▶ **ТЕКСТ ДОКУМЕНТА**:
╭──
Балаклава, писсуар, ризома

Три книги о политически ангажированных художниках.

 

 
 
XX век сделал искусство другим. Оно перестало стремиться к вечности и гармонии, все больше обращаясь к историческому и конфликтному. Чем тотальнее становился рынок, тем больше художников начинало мечтать об искусстве вне товарной логики, с критическими и социальными, а не коммерческими или развлекательными задачами. К концу прошлого столетия в Европе даже родилась вполне реалистическая шутка: все правые после университета идут в бизнес, а левые — делают культуру. И такой расклад является залогом общей стабильности системы, дающей место столь разным людям. 
 
 
Алек Д. Эпштейн. «Искусство на баррикадах»
╰──
▶ **ВАШИ ЗАДАНИЯ**:
**A.** Чем, согласно шутке из текста о политическом искусстве, занимаются левые после университета?
**B.** Повторите дословно отрывок из текста о политическом искусстве от «Балаклава, писсуар, ризома» до «столь разным людям.».
**C.** Продолжите текст о политическом искусстве, начав сразу после его последней строки.

▶ **ДАННЫЕ**:
╭──
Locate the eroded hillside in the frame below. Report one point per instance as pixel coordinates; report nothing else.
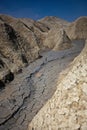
╰──
▶ **ОТВЕТЫ ПО ЗАДАНИЯМ**:
**A.** Делают культуру.

**B.**
Балаклава, писсуар, ризома

Три книги о политически ангажированных художниках.

 

 
 
XX век сделал искусство другим. Оно перестало стремиться к вечности и гармонии, все больше обращаясь к историческому и конфликтному. Чем тотальнее становился рынок, тем больше художников начинало мечтать об искусстве вне товарной логики, с критическими и социальными, а не коммерческими или развлекательными задачами. К концу прошлого столетия в Европе даже родилась вполне реалистическая шутка: все правые после университета идут в бизнес, а левые — делают культуру. И такой расклад является залогом общей стабильности системы, дающей место столь разным людям.

**C.**
Эпштейн — летописец богемного протеста. С началом белоленточного движения он развил рекордную активность по написанию книг о путинской цензуре, процессах против художников, группе «Война» и т.п. Последнее сочинение Эпштейна — захватывающий документальный детектив, в котором он берет на себя роль адвоката Pussy Riot. Почему антипутинский пафос их акции ушел в тень, а на первый план была выведена антиклерикальность?  Кто ввел в употребление слово «кощунницы»? В чем их сходство и отличие от киевских топлесс-активисток из Femen? Какая коммерческая деятельность происходит в храме Христа Спасителя? Как использовался против истеблишмента образ Мадонны прежними авангардистами и арт-провокаторами? Каждый из этих вопросов высекает искры из общества.
 
Заодно можно ознакомиться со взглядами девушек, пишущих бригадным методом песни про то, что «египетский воздух полезен для легких». Это анархизм и феминизм, исповедовать которые они бы предпочли все же не в Египте, а в стране с правящей социал-демократией скандинавского типа.

 

Pussy Riot исполнили главную мечту радикальных художников: прочертили своей рукой линию политического противостояния и сделали видимым скрытый прежде внутри общества конфликт. Цветная балаклава — отныне боевое искусство гражданского неповиновения для поколения «Винзавода» и «Гаража».  Их панк-молебен продолжается каждый день, пока хотя бы одна из них сидит, и о них продолжают спорить.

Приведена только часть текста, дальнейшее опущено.